__SÉRIE D'EXERCICES__:
1/ D'après le texte fourni, à quelle unité la mutation qui suit la perte d'emploi au 4ème Tirailleurs est-elle faite ?
2/ Recopiez tout le texte fourni, depuis « A l'hôpital de » jusqu'à « avait été interceptée. ».

__TEXTE FOURNI__:

>>>

A l'hôpital de Metz, la chambrée de six comptait plusieurs gendarmes blessés lors des barricades du 24 janvier 1960 à Alger. Nous avons eu la visite du général Lecoq, Gouverneur militaire de Metz et Commandant la 6ème Région militaire. À cette occasion, l'un de ses officiers d'état-major, un chef d’escadrons, portant l'écusson du 2ème Étrangers de Cavalerie, m'évoqua ses souvenirs récents de Djelfa. Nous eûmes bien des anecdotes à échanger avant qu'il ne soit rappelé à l'ordre de poursuivre la visite dans d'autres chambres. Il mentionne, entre deux portes, la dernière action, mi-janvier, des deux régiments face à une bande de fells fortement armée. Ils ont laissé 68 hommes sur le terrain. Il me quitte à regrets… Je n’ai pas su si la bande, qui nous a agressés, avait été interceptée.

L'Echo d'Alger du 22 janvier 1960

À la fin de mon hospitalisation, un congé de convalescence d'un mois, à revoir à l'issue d'un nouveau bilan, me fut accordé. Décidément on ne me lâchait plus. Le gendarme, à l'occasion de ma nouvelle présentation, m'expliqua que cette fois le retour en Algérie était certain. Sa prophétie s'avéra fausse et j'ai repris un mois d'hospitalisation, à ne rien faire, en geôle en quelque sorte, ce qui m’occasionnait une surexcitation frisant l'incorrection, car je ne m'expliquais pas cet enfermement sans le moindre soin. La raison non expliquée : l’attente en vue du passage devant la Commission de réforme. Ce Conseil : une tartuferie de prétentieux investis d'un pouvoir qui les rendait insolents ; une sorte de tribunal où l’intéressé n'était pas autorisé à s'exprimer, ni lors de la visite devant l'expert médical, ni devant la sainte cène d’aréopages, anoblis par une fonction de censeurs. À l’annonce du verdict, j'ai seulement apprécié la reconnaissance de mon maintien au service, le reste étant une affaire de pingres attachés à un Etat qui se savait puissant dans sa décision arbitraire.

Caserne Ney

Pendant tout ce temps, n'ayant plus d’emploi au 4ème Tirailleurs, j’ai été muté à la Compagnie Administrative Régionale n° 6 à la caserne Ney à Metz. En effet au bout de trois mois d'absence du corps, la mutation tombe comme un couperet. Devant cet état de fait, dont je n'étais nullement responsable, je me suis braqué, posant insolemment, à plusieurs reprises, ma demande de mutation pour rejoindre le 4ème Tirailleurs. Cela a été long. Le rouleau administratif a de ces lenteurs quand des servants inopérants y mettent par surcroît de la mauvaise volonté, par esprit de contradiction ou par bêtise. C'est plus simple et plus efficace.

<<<

[Entrées enregistrées]
>>>

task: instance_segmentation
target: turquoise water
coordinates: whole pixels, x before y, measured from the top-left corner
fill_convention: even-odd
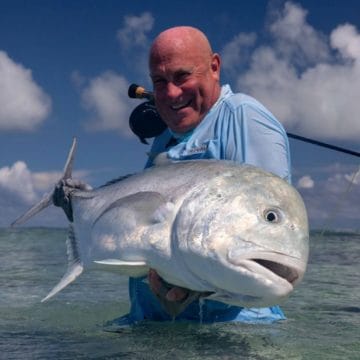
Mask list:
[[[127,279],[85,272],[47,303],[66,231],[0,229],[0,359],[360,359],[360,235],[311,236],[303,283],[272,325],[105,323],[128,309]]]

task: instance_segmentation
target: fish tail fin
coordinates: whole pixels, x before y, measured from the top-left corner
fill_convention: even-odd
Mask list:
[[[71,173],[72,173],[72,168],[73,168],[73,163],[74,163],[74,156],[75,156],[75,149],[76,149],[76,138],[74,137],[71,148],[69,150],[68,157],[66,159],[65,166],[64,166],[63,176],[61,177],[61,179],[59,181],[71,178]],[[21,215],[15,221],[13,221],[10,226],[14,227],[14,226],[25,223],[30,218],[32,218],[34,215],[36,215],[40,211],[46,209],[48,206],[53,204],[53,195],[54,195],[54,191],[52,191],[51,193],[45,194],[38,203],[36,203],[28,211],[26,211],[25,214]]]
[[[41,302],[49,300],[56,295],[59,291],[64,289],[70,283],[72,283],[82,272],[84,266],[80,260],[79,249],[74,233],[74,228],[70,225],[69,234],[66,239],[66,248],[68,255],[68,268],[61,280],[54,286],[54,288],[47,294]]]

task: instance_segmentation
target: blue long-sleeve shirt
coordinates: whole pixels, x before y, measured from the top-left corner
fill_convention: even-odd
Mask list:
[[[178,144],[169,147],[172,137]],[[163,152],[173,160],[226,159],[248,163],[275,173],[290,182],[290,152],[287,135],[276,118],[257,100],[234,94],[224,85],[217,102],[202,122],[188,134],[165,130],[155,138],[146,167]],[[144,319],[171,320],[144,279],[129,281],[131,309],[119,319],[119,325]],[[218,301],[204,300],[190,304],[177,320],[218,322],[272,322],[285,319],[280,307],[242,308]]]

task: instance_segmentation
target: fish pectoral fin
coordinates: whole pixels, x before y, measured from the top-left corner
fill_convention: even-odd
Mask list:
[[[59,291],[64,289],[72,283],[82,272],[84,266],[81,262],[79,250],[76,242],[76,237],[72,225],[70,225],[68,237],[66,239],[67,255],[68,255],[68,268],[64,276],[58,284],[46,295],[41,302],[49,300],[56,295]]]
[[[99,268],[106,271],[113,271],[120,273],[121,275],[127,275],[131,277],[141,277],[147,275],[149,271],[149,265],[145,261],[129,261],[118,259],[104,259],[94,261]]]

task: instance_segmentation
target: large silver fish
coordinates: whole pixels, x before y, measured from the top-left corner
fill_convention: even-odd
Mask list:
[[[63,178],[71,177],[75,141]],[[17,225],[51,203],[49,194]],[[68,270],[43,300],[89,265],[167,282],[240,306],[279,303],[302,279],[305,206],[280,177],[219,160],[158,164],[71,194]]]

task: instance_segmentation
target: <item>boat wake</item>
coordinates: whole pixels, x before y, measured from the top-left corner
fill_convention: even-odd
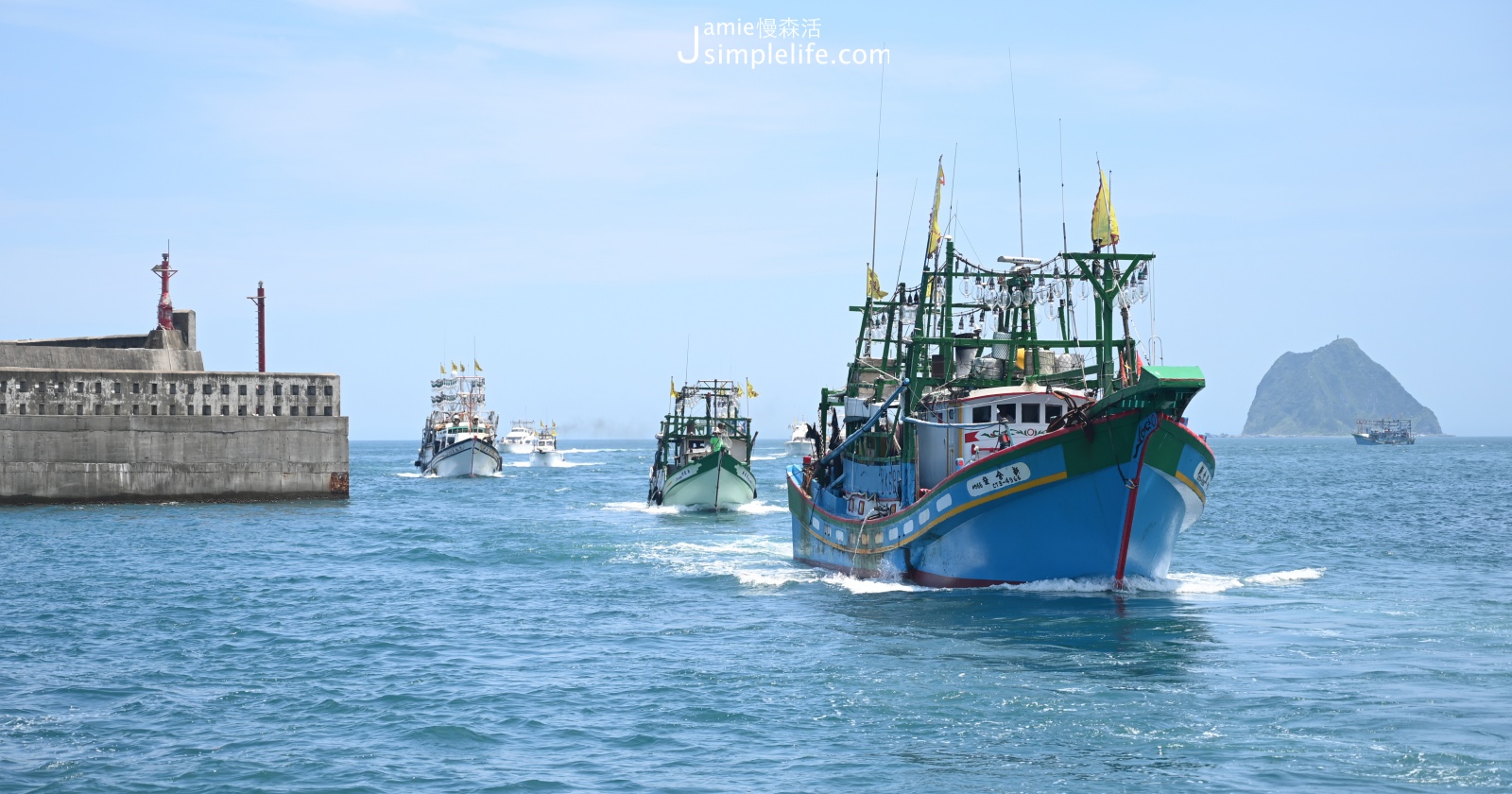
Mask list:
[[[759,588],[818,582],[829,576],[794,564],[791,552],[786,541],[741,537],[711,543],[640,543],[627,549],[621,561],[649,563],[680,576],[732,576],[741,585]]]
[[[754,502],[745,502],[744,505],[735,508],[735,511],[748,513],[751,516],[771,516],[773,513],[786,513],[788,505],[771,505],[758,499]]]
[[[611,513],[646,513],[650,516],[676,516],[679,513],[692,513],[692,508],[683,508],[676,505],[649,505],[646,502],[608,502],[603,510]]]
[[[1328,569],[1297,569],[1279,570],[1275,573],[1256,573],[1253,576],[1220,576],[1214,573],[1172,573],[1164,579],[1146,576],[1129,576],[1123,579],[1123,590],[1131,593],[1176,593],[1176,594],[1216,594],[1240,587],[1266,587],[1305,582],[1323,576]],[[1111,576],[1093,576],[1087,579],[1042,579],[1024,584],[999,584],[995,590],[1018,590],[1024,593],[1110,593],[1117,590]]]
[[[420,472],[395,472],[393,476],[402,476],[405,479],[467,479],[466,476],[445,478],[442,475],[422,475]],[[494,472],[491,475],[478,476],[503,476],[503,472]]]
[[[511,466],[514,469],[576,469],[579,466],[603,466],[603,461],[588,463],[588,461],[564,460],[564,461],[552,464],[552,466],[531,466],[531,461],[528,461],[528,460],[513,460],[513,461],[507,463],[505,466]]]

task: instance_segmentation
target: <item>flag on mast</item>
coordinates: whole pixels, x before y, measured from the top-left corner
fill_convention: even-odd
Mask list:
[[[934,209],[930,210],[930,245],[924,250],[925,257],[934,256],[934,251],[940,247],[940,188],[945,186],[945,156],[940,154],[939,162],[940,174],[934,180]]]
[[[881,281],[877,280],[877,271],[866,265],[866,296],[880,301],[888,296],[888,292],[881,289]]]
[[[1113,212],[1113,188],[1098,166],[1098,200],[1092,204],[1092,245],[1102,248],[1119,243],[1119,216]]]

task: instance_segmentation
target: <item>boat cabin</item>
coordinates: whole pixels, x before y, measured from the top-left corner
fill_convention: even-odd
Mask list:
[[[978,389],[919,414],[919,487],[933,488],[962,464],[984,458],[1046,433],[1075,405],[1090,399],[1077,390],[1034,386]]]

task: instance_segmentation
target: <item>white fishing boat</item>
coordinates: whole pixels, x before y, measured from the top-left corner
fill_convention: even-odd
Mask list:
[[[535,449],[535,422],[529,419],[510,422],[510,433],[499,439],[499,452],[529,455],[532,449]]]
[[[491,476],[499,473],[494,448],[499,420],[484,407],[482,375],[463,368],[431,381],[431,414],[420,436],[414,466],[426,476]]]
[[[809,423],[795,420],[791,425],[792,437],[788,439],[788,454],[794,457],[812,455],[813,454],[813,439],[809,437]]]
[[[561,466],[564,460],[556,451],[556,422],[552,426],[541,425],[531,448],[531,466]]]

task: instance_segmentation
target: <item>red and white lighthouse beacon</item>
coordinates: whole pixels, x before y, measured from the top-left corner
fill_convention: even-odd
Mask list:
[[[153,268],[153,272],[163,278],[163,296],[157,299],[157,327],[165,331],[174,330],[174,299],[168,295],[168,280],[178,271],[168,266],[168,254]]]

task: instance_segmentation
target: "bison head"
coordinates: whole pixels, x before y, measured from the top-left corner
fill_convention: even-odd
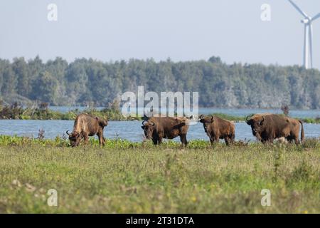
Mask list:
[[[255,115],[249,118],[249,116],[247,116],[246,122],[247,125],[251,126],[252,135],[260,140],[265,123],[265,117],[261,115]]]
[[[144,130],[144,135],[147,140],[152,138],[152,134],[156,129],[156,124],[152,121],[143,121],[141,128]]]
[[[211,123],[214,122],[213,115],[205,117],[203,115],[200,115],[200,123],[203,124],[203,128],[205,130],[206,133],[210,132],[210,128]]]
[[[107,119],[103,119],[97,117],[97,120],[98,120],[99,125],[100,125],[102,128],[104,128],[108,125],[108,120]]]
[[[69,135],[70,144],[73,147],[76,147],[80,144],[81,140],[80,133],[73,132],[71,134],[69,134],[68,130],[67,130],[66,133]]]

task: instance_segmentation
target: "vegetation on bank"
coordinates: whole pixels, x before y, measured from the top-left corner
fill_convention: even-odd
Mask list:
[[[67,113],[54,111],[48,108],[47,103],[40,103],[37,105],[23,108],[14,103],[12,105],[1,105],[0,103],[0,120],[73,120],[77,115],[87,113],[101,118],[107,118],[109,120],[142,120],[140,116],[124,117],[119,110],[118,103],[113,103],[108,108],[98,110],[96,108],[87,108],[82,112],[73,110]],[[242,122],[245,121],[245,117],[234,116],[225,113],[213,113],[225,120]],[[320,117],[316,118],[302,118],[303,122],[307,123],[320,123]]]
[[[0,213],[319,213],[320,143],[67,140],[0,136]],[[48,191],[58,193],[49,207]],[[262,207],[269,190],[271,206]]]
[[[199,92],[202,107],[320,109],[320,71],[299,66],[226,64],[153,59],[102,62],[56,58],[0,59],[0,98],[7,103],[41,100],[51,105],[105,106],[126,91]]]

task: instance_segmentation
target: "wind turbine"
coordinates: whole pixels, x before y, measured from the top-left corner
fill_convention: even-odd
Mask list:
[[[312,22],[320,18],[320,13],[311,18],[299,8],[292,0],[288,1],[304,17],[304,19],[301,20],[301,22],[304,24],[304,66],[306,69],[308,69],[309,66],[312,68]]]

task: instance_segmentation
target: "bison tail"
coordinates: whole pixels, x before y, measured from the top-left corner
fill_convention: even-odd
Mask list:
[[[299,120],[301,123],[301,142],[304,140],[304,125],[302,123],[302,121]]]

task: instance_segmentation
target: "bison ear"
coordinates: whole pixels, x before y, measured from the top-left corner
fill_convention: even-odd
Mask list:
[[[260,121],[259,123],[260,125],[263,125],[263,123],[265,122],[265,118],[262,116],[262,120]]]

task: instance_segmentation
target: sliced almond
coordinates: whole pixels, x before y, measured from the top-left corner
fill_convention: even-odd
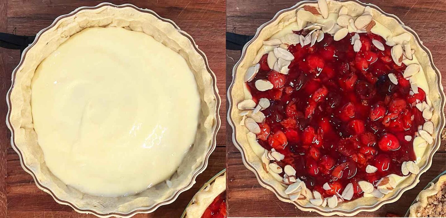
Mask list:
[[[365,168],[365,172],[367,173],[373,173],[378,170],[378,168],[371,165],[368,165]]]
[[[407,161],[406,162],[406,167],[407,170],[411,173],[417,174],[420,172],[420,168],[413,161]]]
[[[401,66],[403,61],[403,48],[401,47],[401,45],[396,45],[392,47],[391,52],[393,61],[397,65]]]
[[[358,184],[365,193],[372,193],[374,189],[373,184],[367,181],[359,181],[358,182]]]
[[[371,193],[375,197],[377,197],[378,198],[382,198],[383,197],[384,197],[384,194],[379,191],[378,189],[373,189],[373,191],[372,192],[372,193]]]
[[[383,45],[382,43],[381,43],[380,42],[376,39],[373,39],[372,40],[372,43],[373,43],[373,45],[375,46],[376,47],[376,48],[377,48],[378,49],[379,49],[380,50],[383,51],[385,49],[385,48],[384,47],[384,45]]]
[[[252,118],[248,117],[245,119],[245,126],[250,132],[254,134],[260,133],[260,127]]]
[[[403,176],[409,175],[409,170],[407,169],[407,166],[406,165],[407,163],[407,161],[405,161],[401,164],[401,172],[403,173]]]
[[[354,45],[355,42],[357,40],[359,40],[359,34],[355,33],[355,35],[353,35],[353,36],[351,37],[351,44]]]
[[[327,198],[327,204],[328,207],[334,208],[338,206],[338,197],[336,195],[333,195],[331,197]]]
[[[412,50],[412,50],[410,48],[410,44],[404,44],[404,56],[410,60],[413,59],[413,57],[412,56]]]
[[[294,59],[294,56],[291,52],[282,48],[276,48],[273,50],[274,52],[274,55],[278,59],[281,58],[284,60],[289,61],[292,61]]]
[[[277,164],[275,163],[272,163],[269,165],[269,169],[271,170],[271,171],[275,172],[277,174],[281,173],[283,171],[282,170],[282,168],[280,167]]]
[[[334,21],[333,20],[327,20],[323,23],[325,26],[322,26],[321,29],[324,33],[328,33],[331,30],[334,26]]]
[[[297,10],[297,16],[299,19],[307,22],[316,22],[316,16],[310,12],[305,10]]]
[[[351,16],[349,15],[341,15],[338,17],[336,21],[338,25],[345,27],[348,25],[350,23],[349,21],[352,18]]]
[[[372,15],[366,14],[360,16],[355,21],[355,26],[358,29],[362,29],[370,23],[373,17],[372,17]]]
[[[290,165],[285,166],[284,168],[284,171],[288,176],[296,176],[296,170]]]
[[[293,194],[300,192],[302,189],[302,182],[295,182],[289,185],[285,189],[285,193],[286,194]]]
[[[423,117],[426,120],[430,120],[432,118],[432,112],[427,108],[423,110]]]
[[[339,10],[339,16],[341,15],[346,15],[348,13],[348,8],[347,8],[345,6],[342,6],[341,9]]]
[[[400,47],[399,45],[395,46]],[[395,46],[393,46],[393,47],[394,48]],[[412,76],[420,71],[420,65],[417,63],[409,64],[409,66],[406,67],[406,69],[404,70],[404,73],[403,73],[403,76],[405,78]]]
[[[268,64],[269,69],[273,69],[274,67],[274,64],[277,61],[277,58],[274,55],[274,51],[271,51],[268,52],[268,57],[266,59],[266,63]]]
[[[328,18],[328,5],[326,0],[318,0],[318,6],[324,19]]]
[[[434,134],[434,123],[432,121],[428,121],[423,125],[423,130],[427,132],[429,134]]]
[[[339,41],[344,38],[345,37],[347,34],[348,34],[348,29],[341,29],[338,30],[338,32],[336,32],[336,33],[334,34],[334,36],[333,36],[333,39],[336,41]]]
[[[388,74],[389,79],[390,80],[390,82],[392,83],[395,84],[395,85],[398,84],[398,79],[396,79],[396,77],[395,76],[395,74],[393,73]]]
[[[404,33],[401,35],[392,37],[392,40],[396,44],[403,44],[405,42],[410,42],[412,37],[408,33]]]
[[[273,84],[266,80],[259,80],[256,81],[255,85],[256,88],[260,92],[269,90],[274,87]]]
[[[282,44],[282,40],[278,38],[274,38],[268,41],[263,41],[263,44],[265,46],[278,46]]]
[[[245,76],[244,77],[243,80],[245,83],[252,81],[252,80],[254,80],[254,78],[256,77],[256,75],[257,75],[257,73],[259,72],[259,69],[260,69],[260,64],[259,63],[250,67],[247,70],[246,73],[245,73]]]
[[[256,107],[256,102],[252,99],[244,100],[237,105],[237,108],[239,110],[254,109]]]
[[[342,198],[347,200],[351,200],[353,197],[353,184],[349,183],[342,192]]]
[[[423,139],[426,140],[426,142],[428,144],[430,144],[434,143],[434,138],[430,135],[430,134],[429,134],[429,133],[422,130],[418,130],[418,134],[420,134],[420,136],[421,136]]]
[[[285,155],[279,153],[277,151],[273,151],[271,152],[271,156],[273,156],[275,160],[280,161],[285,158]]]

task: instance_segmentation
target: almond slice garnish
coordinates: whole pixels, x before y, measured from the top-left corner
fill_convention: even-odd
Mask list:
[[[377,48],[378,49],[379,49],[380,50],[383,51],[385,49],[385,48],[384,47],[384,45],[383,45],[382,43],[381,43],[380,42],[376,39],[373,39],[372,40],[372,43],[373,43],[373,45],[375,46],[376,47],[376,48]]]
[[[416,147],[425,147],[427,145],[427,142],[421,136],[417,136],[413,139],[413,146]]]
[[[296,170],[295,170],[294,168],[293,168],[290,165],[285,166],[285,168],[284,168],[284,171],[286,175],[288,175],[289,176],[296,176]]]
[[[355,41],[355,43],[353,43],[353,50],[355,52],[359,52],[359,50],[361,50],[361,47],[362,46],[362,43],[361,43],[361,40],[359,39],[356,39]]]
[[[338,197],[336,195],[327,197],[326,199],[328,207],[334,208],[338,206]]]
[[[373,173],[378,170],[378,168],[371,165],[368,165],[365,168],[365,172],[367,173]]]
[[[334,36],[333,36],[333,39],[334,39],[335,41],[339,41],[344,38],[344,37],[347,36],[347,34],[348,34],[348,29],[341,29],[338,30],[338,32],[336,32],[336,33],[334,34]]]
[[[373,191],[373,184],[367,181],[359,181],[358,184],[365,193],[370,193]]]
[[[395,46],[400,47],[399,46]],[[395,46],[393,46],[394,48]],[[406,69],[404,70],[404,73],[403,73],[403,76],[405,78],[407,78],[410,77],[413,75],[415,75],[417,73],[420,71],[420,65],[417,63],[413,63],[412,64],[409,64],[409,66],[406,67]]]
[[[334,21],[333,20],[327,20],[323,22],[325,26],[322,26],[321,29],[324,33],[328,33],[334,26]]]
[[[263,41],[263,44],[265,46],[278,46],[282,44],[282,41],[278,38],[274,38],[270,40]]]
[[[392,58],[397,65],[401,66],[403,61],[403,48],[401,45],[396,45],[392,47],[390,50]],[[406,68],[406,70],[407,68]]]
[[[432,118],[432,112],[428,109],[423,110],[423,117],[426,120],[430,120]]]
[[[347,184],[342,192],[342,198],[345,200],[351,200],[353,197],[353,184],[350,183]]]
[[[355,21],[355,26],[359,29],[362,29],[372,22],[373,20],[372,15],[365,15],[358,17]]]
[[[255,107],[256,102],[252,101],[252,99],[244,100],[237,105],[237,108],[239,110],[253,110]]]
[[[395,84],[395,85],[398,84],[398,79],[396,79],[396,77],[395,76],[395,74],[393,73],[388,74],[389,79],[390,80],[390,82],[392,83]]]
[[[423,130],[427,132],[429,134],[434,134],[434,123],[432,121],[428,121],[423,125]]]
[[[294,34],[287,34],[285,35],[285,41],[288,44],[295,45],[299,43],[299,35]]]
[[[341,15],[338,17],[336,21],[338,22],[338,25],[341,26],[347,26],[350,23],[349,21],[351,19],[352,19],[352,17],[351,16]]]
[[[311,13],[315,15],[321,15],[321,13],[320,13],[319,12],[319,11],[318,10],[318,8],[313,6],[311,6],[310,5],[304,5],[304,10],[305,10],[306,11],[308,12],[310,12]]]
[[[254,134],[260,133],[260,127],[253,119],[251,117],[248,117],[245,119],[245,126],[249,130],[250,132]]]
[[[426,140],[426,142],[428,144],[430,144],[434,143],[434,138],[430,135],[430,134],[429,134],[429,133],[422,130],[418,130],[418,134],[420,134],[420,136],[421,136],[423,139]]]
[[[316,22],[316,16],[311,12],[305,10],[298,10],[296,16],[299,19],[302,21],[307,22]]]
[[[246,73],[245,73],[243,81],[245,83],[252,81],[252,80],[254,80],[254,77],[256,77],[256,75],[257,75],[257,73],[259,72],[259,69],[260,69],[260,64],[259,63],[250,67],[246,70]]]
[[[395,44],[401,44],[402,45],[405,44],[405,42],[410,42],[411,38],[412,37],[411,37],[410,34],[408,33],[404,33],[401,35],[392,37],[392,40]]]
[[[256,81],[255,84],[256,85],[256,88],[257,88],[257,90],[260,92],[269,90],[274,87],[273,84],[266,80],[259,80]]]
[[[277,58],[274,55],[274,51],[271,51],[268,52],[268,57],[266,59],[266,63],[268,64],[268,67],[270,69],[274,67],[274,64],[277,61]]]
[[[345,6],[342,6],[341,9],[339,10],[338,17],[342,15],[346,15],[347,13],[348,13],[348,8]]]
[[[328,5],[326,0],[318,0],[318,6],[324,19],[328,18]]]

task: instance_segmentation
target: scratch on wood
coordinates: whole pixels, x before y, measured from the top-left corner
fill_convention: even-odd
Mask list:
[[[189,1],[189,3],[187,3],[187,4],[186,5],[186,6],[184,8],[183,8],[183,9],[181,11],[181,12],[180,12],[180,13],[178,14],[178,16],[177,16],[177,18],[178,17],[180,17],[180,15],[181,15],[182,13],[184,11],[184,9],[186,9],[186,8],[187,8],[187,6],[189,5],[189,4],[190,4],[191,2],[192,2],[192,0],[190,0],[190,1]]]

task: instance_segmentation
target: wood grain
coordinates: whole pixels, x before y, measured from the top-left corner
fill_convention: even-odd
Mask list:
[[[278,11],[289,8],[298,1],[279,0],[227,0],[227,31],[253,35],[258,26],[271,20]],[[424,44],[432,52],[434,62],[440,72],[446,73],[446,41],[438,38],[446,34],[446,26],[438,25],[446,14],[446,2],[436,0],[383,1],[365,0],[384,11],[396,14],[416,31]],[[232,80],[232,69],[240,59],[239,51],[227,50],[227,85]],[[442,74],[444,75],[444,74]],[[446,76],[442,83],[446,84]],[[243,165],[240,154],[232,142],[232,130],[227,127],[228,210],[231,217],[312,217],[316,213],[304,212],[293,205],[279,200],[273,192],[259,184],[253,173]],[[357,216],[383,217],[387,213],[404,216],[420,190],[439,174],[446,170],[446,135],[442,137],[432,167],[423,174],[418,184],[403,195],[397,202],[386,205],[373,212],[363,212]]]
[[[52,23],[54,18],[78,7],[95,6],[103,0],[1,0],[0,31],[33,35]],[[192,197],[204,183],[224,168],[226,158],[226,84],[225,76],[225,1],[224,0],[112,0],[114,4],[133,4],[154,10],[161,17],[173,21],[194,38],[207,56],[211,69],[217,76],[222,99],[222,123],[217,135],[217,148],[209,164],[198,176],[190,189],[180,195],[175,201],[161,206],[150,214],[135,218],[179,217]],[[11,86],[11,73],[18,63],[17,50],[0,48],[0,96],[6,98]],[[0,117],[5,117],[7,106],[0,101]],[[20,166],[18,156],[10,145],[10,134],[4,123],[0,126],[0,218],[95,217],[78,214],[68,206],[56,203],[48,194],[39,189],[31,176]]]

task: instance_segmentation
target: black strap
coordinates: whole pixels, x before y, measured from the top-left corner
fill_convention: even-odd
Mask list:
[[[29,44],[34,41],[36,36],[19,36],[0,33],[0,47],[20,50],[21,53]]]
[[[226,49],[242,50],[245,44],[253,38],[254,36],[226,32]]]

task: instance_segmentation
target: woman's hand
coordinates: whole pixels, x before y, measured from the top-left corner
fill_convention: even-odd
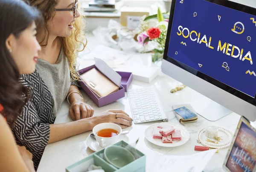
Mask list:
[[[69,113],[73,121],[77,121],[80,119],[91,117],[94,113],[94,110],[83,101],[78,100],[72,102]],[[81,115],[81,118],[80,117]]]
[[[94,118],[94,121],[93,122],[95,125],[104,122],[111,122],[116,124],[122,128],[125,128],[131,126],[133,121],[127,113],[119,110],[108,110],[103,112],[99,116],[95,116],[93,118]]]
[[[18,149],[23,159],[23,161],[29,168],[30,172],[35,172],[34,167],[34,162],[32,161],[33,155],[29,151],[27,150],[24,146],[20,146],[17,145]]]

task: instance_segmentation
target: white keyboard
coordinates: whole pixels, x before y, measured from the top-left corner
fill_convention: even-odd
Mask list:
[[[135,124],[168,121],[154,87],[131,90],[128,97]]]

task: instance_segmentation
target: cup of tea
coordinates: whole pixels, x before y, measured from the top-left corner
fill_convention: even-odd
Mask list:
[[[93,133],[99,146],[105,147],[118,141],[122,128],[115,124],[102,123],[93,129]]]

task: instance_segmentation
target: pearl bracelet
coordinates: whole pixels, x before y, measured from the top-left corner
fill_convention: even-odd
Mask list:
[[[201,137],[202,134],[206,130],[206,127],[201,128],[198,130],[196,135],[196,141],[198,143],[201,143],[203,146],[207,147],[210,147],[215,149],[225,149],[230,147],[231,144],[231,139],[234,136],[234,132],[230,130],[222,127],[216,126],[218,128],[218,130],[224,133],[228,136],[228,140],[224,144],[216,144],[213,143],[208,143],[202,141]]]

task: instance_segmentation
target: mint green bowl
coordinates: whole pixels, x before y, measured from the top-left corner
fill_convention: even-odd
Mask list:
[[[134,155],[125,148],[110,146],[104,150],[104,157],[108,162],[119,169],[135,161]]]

<<<

__EXERCICES CORRIGÉS__:
1/ À la Compagnie Administrative Régionale n° 6, à la caserne Ney à Metz.

2/
A l'hôpital de Metz, la chambrée de six comptait plusieurs gendarmes blessés lors des barricades du 24 janvier 1960 à Alger. Nous avons eu la visite du général Lecoq, Gouverneur militaire de Metz et Commandant la 6ème Région militaire. À cette occasion, l'un de ses officiers d'état-major, un chef d’escadrons, portant l'écusson du 2ème Étrangers de Cavalerie, m'évoqua ses souvenirs récents de Djelfa. Nous eûmes bien des anecdotes à échanger avant qu'il ne soit rappelé à l'ordre de poursuivre la visite dans d'autres chambres. Il mentionne, entre deux portes, la dernière action, mi-janvier, des deux régiments face à une bande de fells fortement armée. Ils ont laissé 68 hommes sur le terrain. Il me quitte à regrets… Je n’ai pas su si la bande, qui nous a agressés, avait été interceptée.